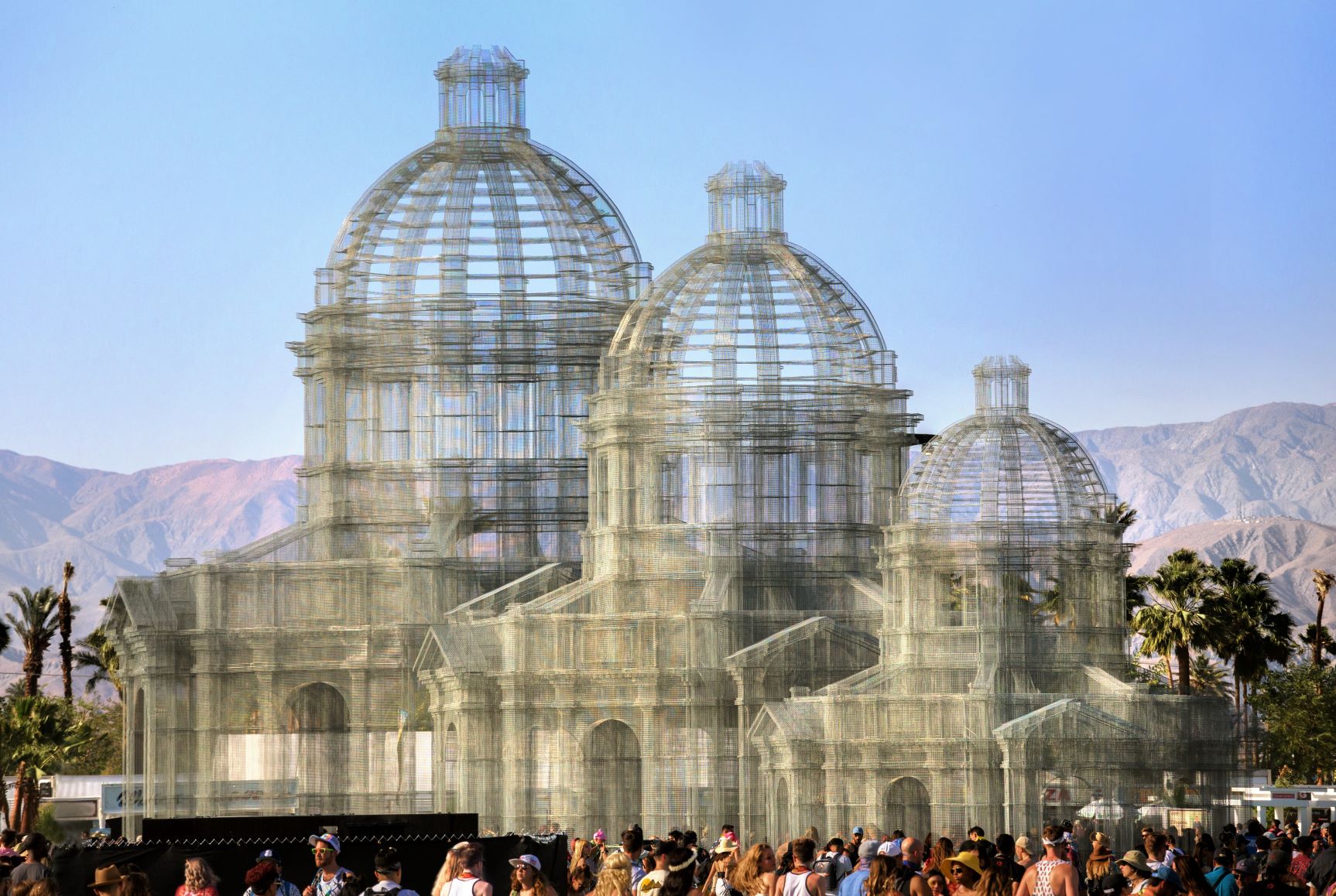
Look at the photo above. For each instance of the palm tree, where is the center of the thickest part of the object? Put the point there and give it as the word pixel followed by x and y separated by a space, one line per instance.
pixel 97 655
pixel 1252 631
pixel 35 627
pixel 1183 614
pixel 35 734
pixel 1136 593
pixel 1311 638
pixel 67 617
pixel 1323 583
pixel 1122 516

+++

* EXERCISE REQUIREMENTS *
Copy the data above word for word, leaving out the picture.

* SOLUTION *
Look at the photo above. For each instance of the palm tree, where is the center of the thickest part of the object? Put the point there and give it as the word pixel followed by x and y separated by a space, one line per instance.
pixel 97 655
pixel 1252 631
pixel 35 627
pixel 1183 614
pixel 35 734
pixel 1136 593
pixel 1311 638
pixel 67 617
pixel 1323 583
pixel 1122 516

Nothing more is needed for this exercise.